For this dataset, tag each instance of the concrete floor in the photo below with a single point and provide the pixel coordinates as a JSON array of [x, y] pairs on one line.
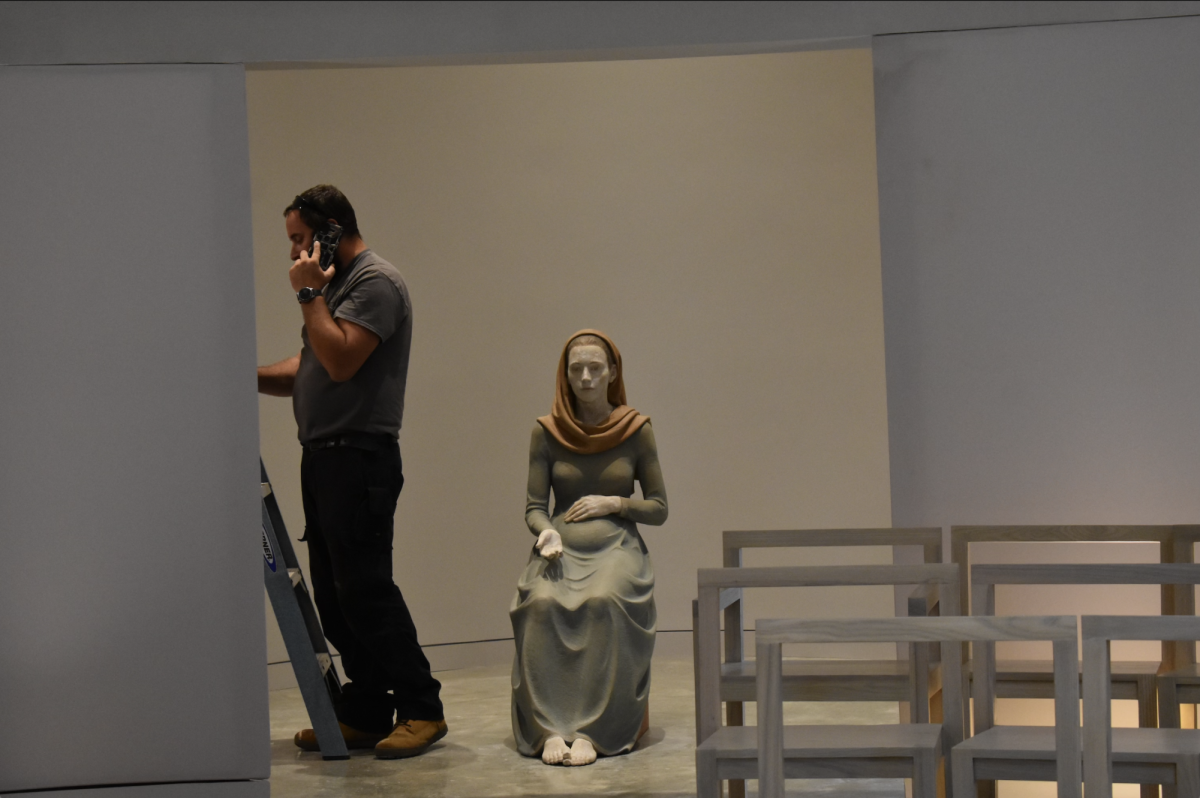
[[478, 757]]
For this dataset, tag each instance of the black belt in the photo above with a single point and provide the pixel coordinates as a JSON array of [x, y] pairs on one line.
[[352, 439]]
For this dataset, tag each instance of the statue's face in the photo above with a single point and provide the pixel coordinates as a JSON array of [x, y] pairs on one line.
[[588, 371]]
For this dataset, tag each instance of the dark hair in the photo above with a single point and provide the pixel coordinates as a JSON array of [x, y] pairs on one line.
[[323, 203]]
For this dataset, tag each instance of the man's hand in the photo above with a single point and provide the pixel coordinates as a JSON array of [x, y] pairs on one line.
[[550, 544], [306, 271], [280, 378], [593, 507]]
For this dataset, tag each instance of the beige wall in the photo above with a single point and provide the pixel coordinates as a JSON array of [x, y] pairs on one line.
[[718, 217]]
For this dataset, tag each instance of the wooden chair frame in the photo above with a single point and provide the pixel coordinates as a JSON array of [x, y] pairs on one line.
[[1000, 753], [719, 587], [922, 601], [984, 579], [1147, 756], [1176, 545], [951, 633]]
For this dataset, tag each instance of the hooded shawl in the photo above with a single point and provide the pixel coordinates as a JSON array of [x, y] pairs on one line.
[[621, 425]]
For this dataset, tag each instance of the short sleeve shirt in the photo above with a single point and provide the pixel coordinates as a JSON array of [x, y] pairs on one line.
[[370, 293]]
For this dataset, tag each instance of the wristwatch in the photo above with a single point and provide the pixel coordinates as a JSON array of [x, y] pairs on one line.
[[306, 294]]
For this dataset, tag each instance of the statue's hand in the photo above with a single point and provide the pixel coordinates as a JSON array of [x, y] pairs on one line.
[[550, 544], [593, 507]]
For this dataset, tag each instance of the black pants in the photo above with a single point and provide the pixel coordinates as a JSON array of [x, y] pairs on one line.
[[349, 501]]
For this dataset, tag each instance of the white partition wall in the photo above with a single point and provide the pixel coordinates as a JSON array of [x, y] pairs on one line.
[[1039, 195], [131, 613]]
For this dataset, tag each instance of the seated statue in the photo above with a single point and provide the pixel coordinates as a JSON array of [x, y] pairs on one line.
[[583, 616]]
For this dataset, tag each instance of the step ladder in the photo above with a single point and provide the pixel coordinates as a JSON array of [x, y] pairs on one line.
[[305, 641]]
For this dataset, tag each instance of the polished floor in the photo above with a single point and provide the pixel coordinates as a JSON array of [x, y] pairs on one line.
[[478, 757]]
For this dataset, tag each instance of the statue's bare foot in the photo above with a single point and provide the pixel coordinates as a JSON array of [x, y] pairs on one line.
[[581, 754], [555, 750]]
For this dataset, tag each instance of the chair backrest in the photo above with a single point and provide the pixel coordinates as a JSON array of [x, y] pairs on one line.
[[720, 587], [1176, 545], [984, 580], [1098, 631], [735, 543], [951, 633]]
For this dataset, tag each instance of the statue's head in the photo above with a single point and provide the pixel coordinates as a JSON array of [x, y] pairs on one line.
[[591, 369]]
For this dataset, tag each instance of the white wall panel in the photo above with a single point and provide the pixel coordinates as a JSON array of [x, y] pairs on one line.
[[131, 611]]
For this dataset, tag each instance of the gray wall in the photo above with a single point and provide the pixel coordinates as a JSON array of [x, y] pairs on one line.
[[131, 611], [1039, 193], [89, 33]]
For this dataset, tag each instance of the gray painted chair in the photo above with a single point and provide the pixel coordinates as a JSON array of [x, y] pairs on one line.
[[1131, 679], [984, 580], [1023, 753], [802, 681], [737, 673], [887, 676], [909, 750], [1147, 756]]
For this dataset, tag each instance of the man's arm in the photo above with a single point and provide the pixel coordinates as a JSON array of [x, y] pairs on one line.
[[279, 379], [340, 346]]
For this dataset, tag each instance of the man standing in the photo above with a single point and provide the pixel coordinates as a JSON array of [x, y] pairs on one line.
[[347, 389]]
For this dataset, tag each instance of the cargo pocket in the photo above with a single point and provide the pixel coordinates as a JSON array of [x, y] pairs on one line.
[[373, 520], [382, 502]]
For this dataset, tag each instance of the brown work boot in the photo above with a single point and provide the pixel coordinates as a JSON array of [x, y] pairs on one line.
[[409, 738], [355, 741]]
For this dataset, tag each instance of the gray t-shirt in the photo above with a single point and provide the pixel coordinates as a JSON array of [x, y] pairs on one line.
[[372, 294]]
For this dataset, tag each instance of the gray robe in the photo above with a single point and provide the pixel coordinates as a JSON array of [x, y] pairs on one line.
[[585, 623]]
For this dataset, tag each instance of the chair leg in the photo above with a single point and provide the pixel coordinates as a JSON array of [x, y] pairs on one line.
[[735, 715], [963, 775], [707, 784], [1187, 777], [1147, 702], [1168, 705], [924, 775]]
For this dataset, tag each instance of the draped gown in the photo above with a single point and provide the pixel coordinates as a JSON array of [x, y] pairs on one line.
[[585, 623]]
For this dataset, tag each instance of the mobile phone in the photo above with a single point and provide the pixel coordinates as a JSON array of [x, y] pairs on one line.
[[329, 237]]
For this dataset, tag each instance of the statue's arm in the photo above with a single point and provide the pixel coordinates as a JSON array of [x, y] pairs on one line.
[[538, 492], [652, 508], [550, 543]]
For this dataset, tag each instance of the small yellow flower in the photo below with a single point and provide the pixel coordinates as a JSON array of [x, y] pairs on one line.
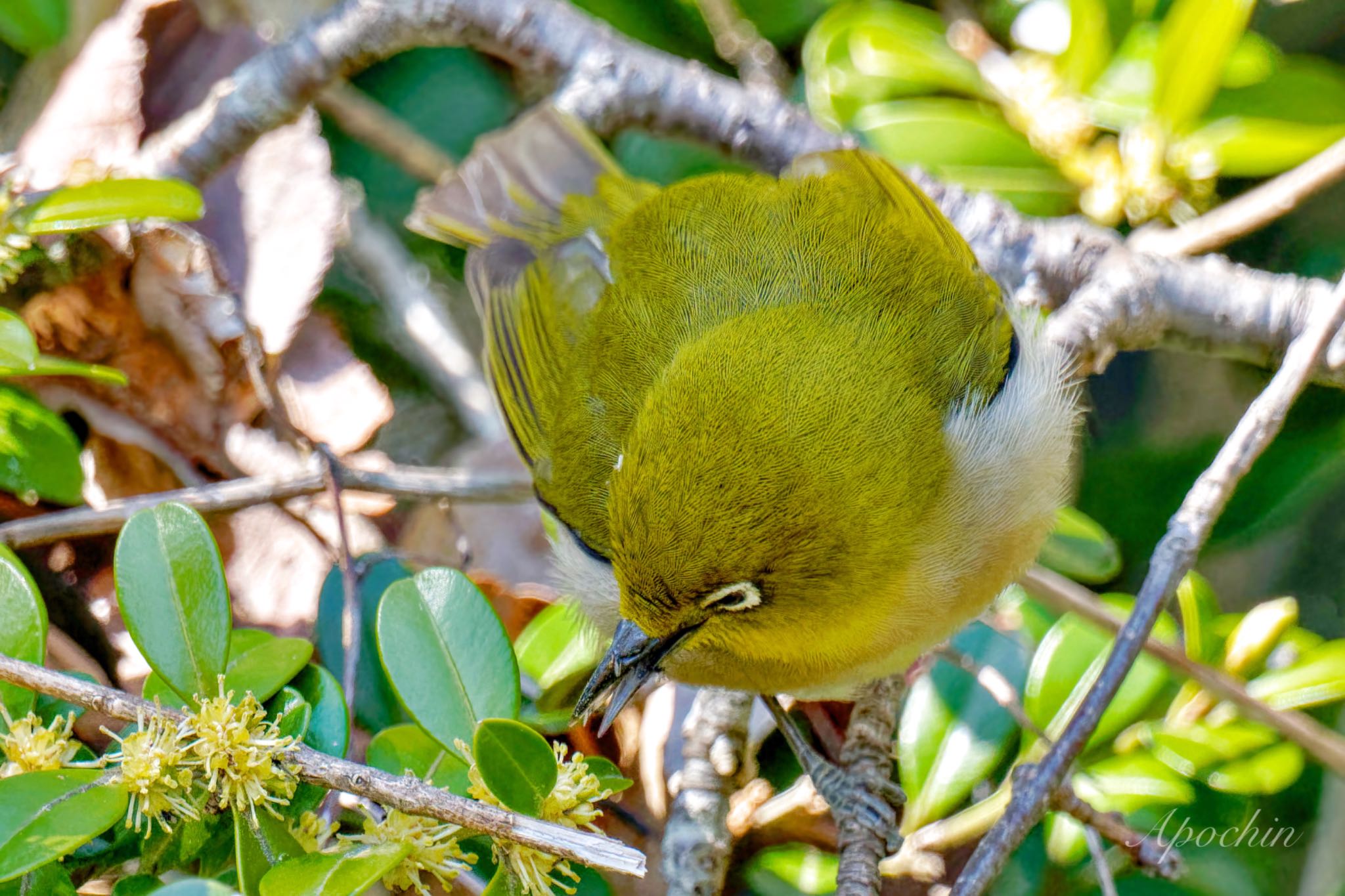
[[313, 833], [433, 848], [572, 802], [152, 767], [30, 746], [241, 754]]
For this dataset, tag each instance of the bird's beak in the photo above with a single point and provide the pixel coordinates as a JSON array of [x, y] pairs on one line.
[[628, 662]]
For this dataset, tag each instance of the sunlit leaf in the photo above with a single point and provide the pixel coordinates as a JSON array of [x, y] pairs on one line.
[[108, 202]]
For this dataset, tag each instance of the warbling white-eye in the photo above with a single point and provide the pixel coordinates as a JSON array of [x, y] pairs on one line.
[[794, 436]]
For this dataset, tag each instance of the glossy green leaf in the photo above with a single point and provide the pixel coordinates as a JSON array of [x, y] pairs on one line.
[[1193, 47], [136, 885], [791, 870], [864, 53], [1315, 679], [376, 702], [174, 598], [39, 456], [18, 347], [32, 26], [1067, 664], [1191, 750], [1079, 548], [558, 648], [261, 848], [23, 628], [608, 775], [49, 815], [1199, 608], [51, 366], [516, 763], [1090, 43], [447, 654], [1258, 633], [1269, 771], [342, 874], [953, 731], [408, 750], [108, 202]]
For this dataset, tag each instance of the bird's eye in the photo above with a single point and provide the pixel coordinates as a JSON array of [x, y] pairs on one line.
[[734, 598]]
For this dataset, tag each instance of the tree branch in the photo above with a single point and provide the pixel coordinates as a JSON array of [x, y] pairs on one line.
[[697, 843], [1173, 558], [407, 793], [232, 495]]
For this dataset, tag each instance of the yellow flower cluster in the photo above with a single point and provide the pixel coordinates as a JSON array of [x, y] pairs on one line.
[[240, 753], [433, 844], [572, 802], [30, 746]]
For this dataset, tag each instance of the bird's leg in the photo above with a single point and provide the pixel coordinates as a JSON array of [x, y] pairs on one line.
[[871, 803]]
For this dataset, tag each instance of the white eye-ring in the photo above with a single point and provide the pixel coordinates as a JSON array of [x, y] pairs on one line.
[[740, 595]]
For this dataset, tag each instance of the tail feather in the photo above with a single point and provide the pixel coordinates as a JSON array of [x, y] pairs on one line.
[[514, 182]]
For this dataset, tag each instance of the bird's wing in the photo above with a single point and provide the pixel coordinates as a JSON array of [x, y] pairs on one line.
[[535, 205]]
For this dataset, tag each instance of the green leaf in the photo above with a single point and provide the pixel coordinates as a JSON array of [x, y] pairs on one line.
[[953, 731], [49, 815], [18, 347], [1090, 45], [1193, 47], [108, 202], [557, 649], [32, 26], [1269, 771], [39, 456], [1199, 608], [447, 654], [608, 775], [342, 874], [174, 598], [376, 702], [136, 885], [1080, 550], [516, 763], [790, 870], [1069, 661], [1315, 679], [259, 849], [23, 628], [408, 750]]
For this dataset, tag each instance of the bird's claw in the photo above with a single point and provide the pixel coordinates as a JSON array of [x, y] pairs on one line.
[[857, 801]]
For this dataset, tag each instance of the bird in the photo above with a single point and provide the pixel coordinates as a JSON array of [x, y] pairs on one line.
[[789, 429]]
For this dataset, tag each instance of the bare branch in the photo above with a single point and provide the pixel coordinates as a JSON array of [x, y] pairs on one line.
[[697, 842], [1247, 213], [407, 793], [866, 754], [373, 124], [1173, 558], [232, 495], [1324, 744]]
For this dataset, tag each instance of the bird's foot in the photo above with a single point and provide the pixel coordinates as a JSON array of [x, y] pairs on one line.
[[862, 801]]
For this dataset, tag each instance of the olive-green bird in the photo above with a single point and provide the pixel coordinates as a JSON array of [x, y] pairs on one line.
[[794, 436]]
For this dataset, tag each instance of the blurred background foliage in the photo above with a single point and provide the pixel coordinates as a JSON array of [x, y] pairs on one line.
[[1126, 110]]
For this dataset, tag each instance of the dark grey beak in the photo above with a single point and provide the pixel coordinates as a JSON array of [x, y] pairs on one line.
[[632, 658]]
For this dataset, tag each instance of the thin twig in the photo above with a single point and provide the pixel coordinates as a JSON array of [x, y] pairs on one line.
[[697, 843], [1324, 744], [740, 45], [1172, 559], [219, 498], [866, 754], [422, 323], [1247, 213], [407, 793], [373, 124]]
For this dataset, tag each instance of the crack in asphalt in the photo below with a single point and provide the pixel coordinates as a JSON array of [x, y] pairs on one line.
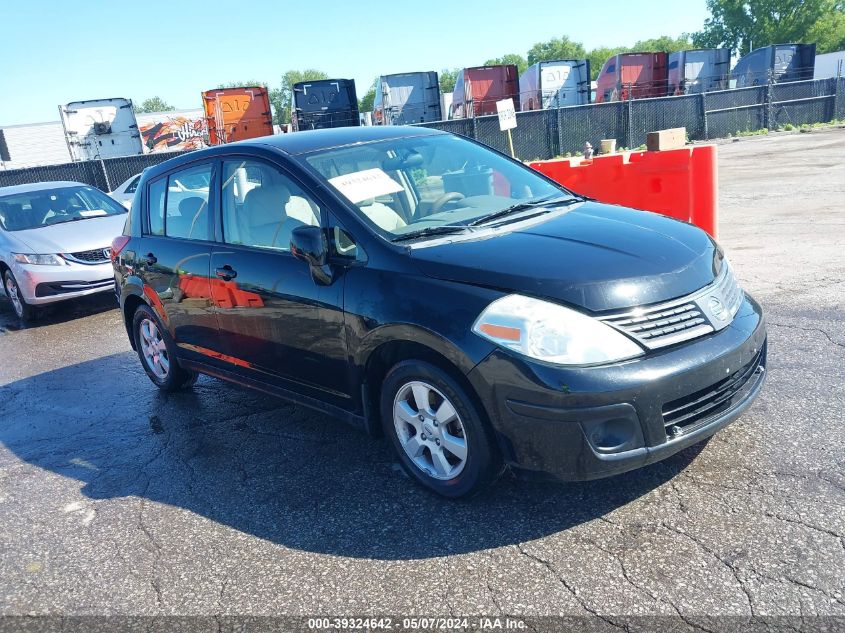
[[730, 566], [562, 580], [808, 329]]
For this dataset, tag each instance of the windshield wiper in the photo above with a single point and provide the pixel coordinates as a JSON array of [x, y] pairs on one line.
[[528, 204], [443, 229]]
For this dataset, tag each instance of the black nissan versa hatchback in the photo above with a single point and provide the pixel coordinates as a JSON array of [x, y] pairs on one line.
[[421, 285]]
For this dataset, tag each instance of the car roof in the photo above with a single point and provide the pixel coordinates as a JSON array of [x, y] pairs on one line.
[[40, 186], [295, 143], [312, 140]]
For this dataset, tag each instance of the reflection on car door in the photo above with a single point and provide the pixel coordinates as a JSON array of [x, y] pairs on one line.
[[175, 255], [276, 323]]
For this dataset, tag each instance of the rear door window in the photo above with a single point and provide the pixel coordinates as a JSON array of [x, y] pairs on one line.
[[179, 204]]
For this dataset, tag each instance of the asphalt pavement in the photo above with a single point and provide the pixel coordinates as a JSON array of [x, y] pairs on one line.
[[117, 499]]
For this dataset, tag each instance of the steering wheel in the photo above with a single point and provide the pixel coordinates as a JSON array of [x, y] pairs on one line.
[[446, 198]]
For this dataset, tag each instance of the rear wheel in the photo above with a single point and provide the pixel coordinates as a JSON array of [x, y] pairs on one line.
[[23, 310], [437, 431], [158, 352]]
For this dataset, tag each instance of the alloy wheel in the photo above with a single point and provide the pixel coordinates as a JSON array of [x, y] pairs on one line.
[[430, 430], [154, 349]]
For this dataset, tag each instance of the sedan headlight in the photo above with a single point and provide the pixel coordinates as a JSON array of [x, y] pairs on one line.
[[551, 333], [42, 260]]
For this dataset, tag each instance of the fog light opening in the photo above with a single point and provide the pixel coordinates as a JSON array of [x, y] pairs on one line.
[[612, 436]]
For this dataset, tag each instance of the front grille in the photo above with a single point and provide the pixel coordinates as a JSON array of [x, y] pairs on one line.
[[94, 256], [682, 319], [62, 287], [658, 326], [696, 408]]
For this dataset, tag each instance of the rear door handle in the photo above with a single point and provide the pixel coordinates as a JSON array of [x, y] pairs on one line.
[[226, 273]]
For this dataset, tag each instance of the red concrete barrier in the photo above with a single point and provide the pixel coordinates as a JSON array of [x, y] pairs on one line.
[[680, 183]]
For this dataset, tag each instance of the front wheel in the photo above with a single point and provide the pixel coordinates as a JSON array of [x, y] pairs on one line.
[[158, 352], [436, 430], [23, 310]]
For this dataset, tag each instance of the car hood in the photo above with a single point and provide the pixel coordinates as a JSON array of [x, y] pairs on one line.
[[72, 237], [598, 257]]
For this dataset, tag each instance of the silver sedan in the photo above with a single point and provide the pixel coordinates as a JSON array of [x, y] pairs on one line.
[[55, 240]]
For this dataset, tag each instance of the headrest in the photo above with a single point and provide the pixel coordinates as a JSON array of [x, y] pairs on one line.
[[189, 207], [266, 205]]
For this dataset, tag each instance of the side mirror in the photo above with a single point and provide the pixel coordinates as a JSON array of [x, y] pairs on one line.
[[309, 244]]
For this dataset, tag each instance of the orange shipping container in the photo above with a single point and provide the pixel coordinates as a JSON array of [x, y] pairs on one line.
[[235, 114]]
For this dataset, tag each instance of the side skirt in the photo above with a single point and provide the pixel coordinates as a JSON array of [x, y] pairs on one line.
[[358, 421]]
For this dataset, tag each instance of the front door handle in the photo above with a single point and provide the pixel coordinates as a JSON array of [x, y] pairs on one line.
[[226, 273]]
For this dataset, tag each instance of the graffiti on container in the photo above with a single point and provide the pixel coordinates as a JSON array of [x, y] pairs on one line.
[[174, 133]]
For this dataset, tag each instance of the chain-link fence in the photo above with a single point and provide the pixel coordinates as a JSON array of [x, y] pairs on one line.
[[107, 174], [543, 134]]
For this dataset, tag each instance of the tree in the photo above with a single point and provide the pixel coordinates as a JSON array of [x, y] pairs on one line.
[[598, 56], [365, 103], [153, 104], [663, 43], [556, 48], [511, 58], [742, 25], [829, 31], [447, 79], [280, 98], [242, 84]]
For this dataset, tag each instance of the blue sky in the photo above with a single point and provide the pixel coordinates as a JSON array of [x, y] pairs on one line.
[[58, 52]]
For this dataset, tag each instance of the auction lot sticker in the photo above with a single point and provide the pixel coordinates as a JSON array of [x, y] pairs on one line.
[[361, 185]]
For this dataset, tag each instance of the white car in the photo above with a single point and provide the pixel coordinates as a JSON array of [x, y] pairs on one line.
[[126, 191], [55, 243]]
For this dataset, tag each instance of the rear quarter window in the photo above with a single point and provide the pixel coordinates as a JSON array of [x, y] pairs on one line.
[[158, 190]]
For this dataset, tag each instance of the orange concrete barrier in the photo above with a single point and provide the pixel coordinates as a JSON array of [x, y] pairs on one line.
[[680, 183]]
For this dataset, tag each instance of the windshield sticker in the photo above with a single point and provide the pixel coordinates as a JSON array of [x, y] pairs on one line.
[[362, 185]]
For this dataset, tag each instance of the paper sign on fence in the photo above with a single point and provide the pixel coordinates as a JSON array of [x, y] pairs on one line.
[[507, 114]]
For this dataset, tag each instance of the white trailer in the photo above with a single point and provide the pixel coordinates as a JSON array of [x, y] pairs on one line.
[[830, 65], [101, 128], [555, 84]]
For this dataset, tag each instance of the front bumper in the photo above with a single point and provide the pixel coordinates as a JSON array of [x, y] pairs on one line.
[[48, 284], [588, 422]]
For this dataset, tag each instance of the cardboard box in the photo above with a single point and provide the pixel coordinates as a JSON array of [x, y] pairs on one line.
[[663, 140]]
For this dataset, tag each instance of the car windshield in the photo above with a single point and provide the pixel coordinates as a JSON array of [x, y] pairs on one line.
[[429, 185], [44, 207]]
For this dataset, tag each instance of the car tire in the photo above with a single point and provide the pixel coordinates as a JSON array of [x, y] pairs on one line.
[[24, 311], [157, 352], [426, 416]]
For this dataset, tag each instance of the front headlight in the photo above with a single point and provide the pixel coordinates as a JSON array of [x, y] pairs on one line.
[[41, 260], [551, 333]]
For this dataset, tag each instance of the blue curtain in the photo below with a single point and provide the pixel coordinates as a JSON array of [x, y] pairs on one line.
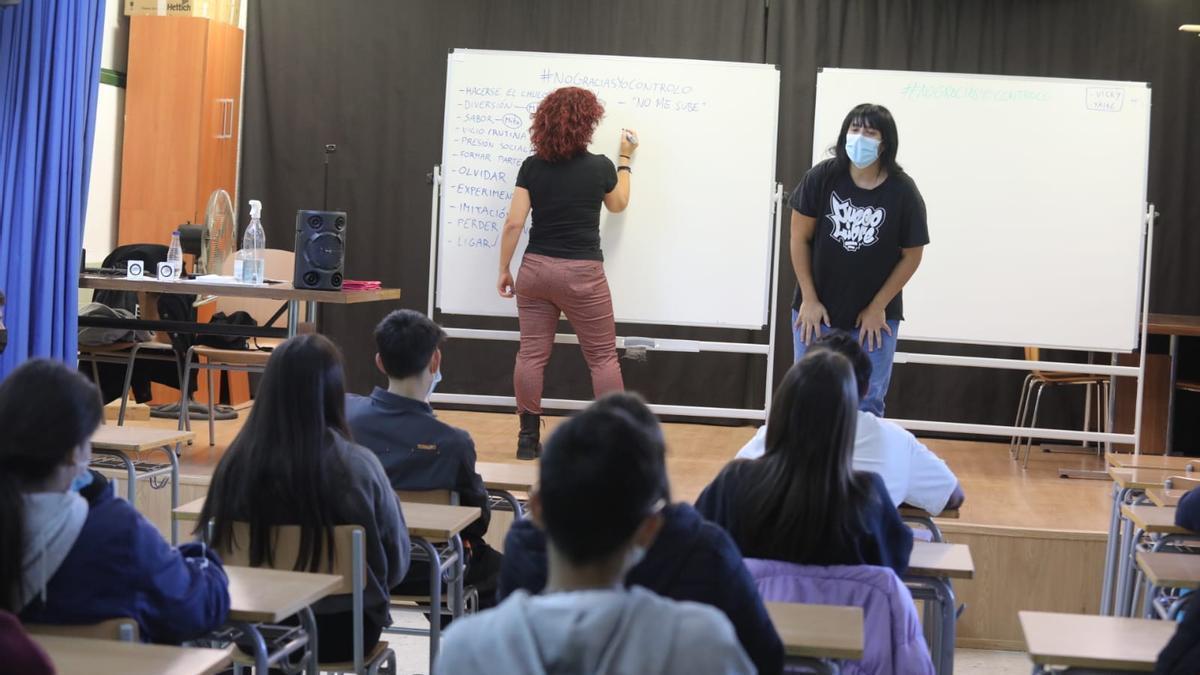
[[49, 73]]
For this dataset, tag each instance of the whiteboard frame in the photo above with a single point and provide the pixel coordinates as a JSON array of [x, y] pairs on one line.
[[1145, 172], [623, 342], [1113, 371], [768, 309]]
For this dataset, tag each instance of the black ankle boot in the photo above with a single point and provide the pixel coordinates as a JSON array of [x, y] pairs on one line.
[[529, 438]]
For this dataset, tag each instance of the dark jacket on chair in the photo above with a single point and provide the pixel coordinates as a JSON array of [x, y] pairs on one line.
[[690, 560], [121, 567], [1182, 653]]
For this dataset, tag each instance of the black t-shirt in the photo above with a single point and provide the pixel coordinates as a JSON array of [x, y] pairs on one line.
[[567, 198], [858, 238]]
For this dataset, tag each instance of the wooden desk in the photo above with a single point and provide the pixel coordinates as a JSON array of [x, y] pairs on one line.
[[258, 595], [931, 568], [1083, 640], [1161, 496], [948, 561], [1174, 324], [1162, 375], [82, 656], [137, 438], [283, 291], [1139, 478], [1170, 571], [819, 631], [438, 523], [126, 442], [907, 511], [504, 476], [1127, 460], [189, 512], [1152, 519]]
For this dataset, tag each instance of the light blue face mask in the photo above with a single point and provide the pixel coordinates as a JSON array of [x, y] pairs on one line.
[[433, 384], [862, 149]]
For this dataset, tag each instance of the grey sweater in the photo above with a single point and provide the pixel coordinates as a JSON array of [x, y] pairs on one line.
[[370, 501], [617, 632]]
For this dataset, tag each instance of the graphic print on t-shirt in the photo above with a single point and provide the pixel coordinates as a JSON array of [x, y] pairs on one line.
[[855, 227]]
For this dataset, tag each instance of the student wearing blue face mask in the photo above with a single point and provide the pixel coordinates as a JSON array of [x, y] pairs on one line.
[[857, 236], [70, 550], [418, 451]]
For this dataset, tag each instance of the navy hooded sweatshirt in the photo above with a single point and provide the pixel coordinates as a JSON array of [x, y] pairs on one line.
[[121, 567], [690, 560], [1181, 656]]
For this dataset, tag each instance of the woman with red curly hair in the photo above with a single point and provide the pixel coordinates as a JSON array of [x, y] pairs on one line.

- - - -

* **Problem statement**: Rescale the part of the listing that opens with the line containing "For this dataset, tag each instance of the dark jacket" and closes with the line containing "[[567, 198], [858, 238]]". Write out every line of that part again, requests included, with each coordinate value in the answers multiplied by 2.2 and rounded to a whole number (halves round up), and leave the requests unchanged.

* **Result of the task**:
For this dataset, tag each instance of the dark jacket on chair in the photo above with a single point and provide the pixel coordinates as a JSON array of [x, y] pairs on one line.
[[1518, 1232], [266, 1247], [2600, 1437]]
For this dataset, tag each instance of the black t-shirt in the photo above with a single point and provide the pixel coordinates as a JSON array of [x, y] pairs on one line.
[[1247, 436], [1888, 524]]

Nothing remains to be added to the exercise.